* Work required
Write each entry again exactly as shown, but without the images it holds.

* Source information
Segment Open

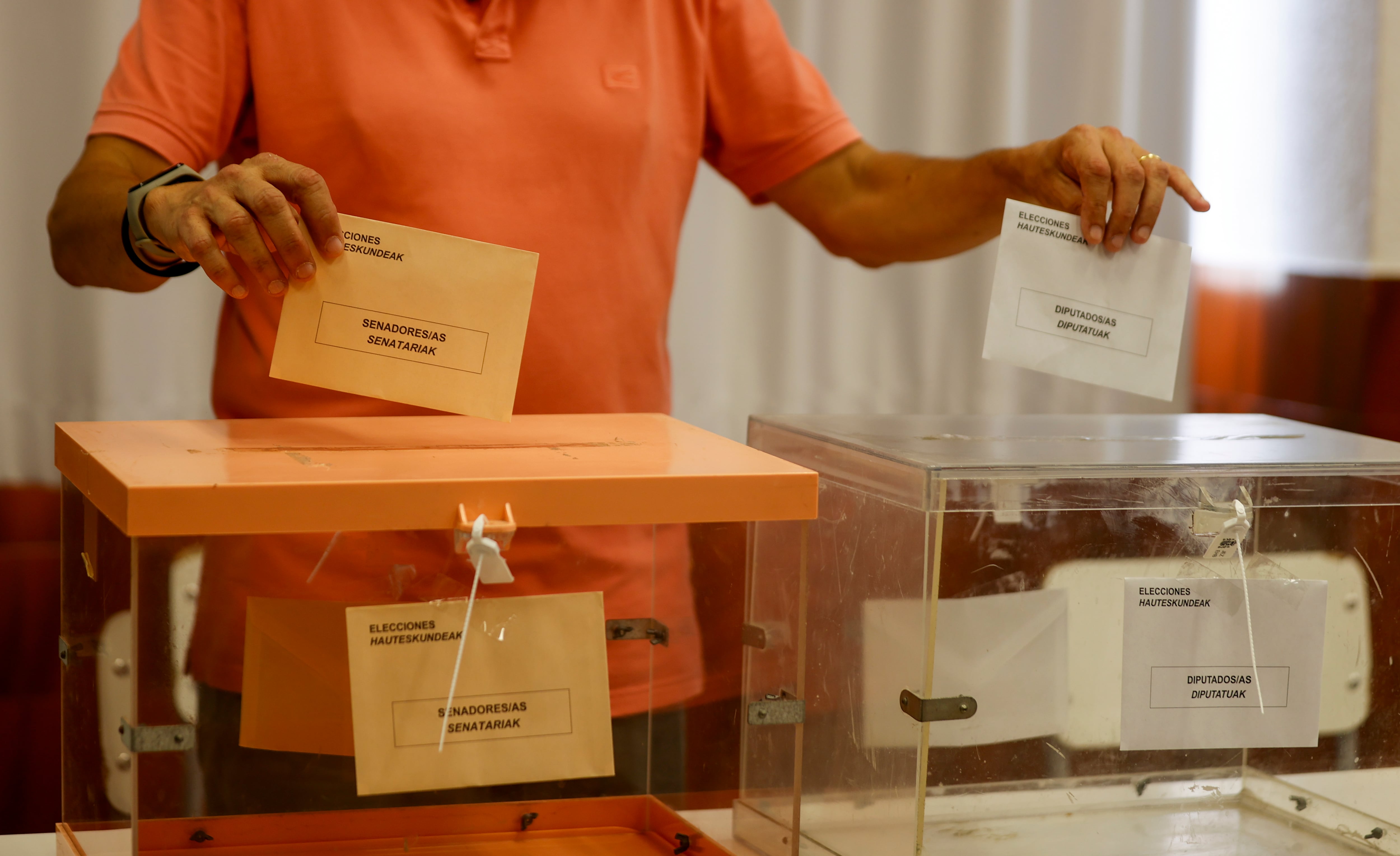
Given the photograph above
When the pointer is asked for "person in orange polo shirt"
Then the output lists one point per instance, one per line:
(572, 129)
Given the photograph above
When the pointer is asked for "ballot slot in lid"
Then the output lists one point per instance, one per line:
(246, 605)
(985, 559)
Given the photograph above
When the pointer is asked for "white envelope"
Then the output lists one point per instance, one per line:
(1080, 312)
(1007, 651)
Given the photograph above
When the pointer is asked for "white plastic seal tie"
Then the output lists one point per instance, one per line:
(491, 569)
(486, 556)
(1240, 528)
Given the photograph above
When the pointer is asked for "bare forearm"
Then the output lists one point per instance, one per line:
(880, 208)
(899, 208)
(86, 220)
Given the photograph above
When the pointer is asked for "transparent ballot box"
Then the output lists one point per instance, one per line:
(409, 634)
(1073, 634)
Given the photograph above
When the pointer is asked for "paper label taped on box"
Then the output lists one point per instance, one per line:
(1189, 676)
(1077, 311)
(531, 703)
(411, 317)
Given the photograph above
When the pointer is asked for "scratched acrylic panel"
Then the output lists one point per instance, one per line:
(274, 735)
(1030, 527)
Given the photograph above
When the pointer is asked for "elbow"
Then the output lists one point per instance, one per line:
(65, 262)
(850, 244)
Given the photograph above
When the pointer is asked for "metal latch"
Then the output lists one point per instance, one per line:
(80, 647)
(157, 739)
(755, 636)
(778, 710)
(937, 710)
(639, 629)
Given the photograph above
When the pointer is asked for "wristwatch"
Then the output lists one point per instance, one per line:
(142, 249)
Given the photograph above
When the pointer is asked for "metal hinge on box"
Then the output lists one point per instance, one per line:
(157, 739)
(80, 647)
(783, 708)
(755, 636)
(639, 629)
(937, 710)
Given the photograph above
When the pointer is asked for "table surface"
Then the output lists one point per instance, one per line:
(1377, 792)
(715, 823)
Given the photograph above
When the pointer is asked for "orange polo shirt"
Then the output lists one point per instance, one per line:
(569, 128)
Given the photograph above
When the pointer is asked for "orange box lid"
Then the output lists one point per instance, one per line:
(394, 473)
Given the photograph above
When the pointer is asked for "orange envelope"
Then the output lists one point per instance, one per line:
(297, 677)
(411, 317)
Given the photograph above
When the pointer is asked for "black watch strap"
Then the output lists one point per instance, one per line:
(178, 269)
(135, 238)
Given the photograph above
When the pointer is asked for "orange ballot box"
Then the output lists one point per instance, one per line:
(439, 634)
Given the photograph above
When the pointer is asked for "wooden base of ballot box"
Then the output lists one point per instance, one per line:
(603, 826)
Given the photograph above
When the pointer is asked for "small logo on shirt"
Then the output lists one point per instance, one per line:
(622, 76)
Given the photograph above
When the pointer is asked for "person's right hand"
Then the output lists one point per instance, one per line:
(247, 211)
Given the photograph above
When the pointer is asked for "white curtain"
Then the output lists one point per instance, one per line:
(764, 319)
(76, 353)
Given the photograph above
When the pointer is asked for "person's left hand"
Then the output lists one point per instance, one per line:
(1087, 167)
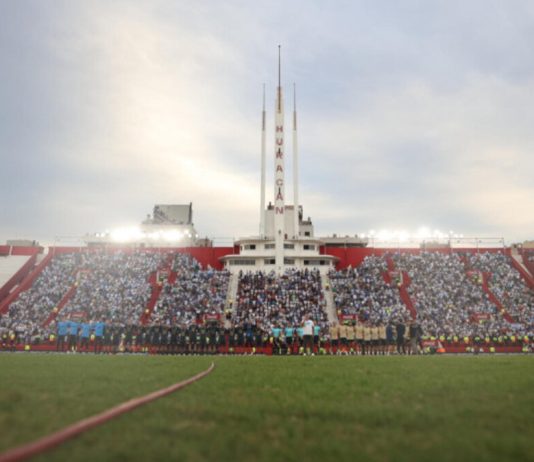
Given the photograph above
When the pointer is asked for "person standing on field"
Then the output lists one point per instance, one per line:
(307, 331)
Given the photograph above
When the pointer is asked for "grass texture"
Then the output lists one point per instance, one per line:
(275, 408)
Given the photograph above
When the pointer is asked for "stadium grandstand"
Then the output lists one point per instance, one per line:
(160, 288)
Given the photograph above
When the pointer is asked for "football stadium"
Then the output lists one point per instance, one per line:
(153, 343)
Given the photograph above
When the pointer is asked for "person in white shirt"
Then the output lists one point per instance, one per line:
(308, 334)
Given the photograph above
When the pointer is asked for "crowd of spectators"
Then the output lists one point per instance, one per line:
(266, 300)
(507, 285)
(195, 294)
(447, 299)
(364, 293)
(32, 307)
(114, 287)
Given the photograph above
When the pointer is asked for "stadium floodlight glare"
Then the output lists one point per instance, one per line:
(134, 234)
(126, 234)
(423, 233)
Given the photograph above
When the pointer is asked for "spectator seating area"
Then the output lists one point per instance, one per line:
(448, 291)
(27, 314)
(507, 285)
(266, 300)
(193, 295)
(113, 288)
(363, 293)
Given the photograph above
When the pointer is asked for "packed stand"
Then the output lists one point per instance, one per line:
(445, 298)
(265, 300)
(114, 287)
(507, 285)
(363, 292)
(195, 294)
(27, 314)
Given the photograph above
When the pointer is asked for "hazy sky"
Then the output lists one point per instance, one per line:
(410, 113)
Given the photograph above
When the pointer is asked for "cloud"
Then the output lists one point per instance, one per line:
(409, 114)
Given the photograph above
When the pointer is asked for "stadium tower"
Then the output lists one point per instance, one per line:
(285, 240)
(279, 175)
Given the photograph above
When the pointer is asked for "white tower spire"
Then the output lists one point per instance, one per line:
(279, 176)
(262, 193)
(295, 167)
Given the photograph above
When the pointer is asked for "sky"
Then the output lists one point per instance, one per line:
(412, 113)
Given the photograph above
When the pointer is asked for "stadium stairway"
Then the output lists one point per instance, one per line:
(157, 287)
(493, 299)
(231, 296)
(13, 270)
(525, 253)
(517, 263)
(64, 300)
(405, 296)
(25, 284)
(405, 282)
(331, 313)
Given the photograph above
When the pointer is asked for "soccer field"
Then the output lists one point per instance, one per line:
(276, 408)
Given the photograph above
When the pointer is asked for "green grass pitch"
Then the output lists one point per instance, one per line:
(276, 408)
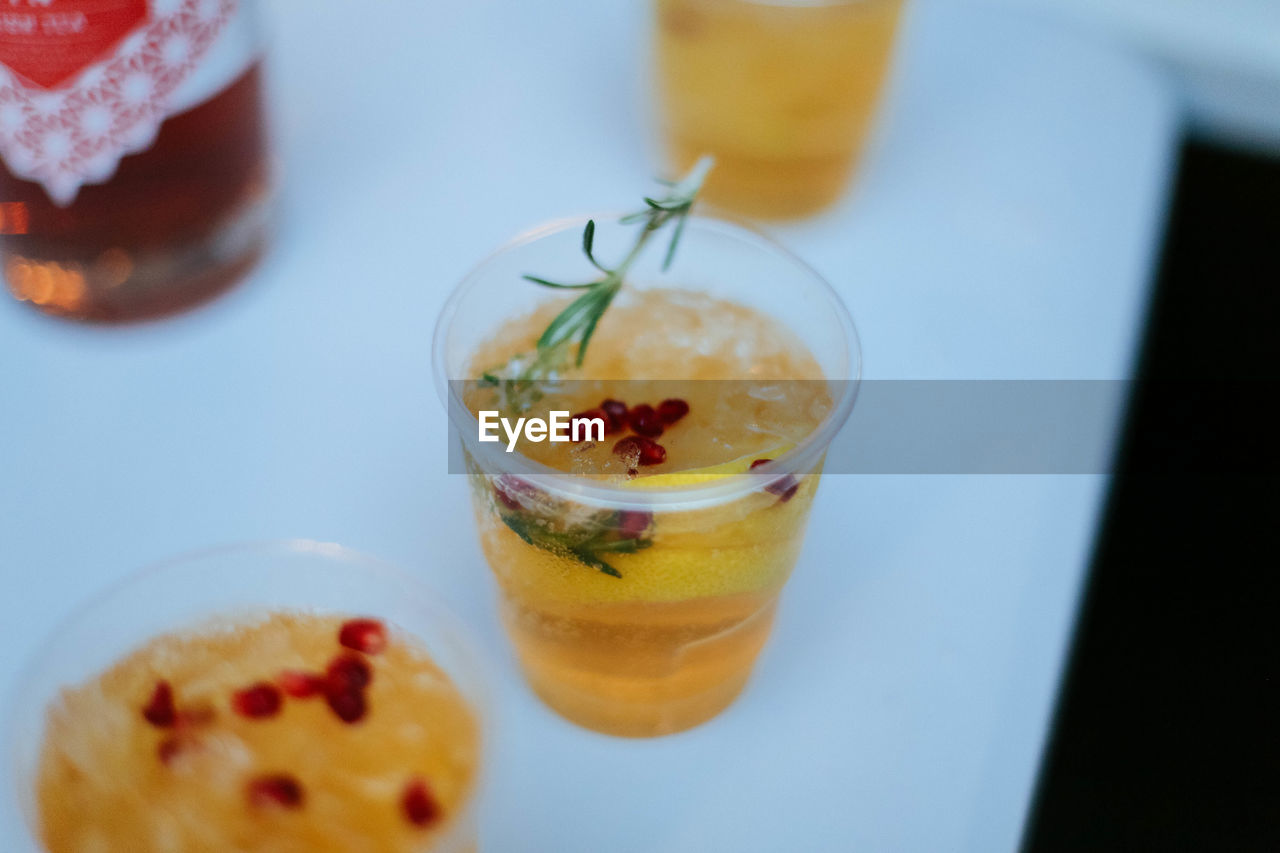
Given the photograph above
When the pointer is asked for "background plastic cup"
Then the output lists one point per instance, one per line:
(229, 583)
(782, 92)
(672, 642)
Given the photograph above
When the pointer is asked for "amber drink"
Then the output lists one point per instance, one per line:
(273, 726)
(784, 92)
(639, 591)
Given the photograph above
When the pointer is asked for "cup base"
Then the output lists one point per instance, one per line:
(677, 679)
(636, 719)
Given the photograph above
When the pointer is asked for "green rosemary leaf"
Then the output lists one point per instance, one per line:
(576, 323)
(595, 562)
(675, 241)
(565, 287)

Segment Closed

* Response for this exercise
Given the photograph above
When the pointer is asked for "person in orange polo shirt"
Then the output lists one point per instance, one per line:
(572, 129)
Given the photograph above
When the pointer is asked for "ballot slot in lid"
Then the output lists one point per instance, one per line:
(246, 605)
(985, 559)
Given the photograph above
When the pointer is asked for "white envelope"
Then the output lists one point per instance, one per line:
(1080, 312)
(1007, 651)
Given the photograph above
When the pointer is asked for "white plastic seal tie"
Then the output lists one point per instance, one per line:
(491, 569)
(486, 556)
(1240, 528)
Given the photograph above
When the pointer is asked for "bare forearm"
Then the output lists one point per instance, one per line:
(880, 208)
(899, 208)
(86, 220)
Given the photograph above
When the pointer is asked for "transparent ballot box"
Then the output lists one point per instance, one per line:
(409, 634)
(1073, 634)
Given the photograph above
When the pointer is asked for "paper label taped on box"
Then the output lists one point per instance, one per line:
(1189, 676)
(1077, 311)
(531, 703)
(411, 317)
Given the photograph above
When the pointer is asked for "scratched acrylic panel"
Then the output lists one point per instance, one per line:
(274, 735)
(1030, 527)
Given the photograph above
When the pointer is asked for "elbow"
Then the output lists one point per instance, one per line:
(65, 262)
(850, 244)
Given the photograph above
When the pointer is asked for "metal latch"
Then the output lists one point per instance, one per line:
(80, 647)
(157, 739)
(755, 636)
(778, 710)
(937, 710)
(639, 629)
Given the photograph above
When the pointer is asked for "wristwatch"
Then the output lists one point per instance, one per line:
(142, 249)
Given the photograph above
When the pointer is asked for "metal hinge on box"
Then the output lists one point per instance, one per line:
(157, 739)
(80, 647)
(783, 708)
(755, 636)
(639, 629)
(937, 710)
Given the photograph above
When the pointer is asked for "table surface"
Then the output lists one point per instance, one per line:
(1377, 792)
(715, 823)
Given the photograph above
When the pointer is asked for "orange polo shirt"
Then the output lists one point per instance, one per line:
(569, 128)
Given the photograph above
When the pointer is asked for "orange box lid"
Then the output lists one point per instance, one per line:
(394, 473)
Given the photograph above
When the pointer is asked for "orange envelope"
Then the output lists one point per instance, one per line:
(297, 677)
(411, 317)
Given the photograph above
When the pointer is asked for "black watch strap"
Then the output lists one point per instance, one per line:
(178, 269)
(135, 238)
Given the photograph above
When the pointer is asked for "orange ballot box"
Then the output lists one point per instance, one per line:
(439, 634)
Given the photograph above
When the pointer is asked for "wooden base of ballot box"
Then the output lists one point per instance, one per line:
(603, 826)
Given the photograph above
When the pointer is asked for "small logo on shirt"
Then the output lists one point per instance, one per line:
(622, 76)
Given the photograph above
When the pointer is asked for "person's right hand"
Then the output lists one point per instance, one per line:
(247, 211)
Given the photograph above
When the pointer is asked for "white curtain"
Then the output lists one point per instance, one per line:
(764, 319)
(76, 353)
Given the photograph above
When the pointer is asked for "person's left hand"
Then the output lists one point per instance, one per line:
(1087, 167)
Given the photograph above
When the pointer is asked for "person standing on field"
Then the output lists one point per instance, one per line:
(307, 331)
Given the photograph above
When the pointer is asked for "grass texture"
Then the output lists one point per instance, one per line:
(275, 408)
Given the photograph above
When the pointer is asked for "stadium grandstand"
Then the output lists one point per instance, one per line:
(160, 288)
Given the photograph above
When the pointer is asked for "football stadium"
Then the output lists one point per instance, one per line:
(153, 343)
Given the photograph above
When the pointer is asked for "person in white shirt"
Then the output lists one point per instance, one per line:
(308, 334)
Given the photograph above
When the pointer is asked for "crowd of spectators"
Then the output lists one point per instance, one per line:
(266, 300)
(507, 285)
(195, 294)
(447, 299)
(364, 293)
(32, 307)
(114, 287)
Given the photograph above
When the pointer is asked for "stadium floodlight glare"
Then the output lists one point per instance, one per line:
(134, 234)
(126, 234)
(423, 233)
Given the photograph above
When the pointer is asked for "spectator seating area"
Then the output lists one point per instance, one per line:
(448, 291)
(27, 314)
(507, 285)
(266, 300)
(193, 295)
(113, 288)
(363, 293)
Given the photograph above
When the pointer is asked for "packed stand"
Then the output lists one point per instance, one per line:
(445, 298)
(265, 300)
(114, 287)
(507, 285)
(363, 292)
(195, 294)
(27, 314)
Given the photograph above
When the pointer is asked for "hazy sky"
Then the output lists one point per instance, one per line:
(410, 113)
Given the photograph above
When the pointer is asked for "cloud"
Then the output lists one point per instance, one per line:
(409, 114)
Given the photograph above
When the pointer is asked for "stadium tower"
Then the output lists one point per instance, one per line:
(285, 240)
(279, 175)
Given the photograph above
When the pointer is asked for "white tower spire"
Then the output lists one point per instance, one per line:
(279, 176)
(262, 193)
(295, 167)
Given the photograph above
When the pointer is asked for "sky"
Then the output lists one point per instance, one per line:
(412, 113)
Given the photograph above
When the pointer is asked for "stadium stairway"
Then the output lists one point per instance, one per line:
(157, 287)
(493, 299)
(231, 296)
(13, 270)
(525, 253)
(517, 263)
(64, 300)
(405, 296)
(25, 284)
(405, 282)
(331, 313)
Given the photograph above
When the pointer is asked for "soccer field"
Then the output lists one point per instance, one per line:
(276, 408)
Given the photograph above
When the pointer is asked for "green grass pitch"
Then the output lists one point per instance, one per line:
(276, 408)
Given the photograph above
When the pointer is asked for "background plastic cup"
Then the output lists one point per instance, one per line:
(229, 583)
(782, 92)
(672, 642)
Given the photograph above
When the pointer is asked for "amber drink"
Then the output lists one point per instance, one per line:
(273, 726)
(784, 92)
(639, 591)
Given the photograph above
When the pointer is asked for "cup base"
Then the output lists one point per instance, one per line:
(677, 679)
(636, 719)
Given the photograph above
When the pointer is asked for "green rosemary leaf"
Then the output lists one point per instance, one per line:
(576, 323)
(595, 562)
(675, 241)
(565, 287)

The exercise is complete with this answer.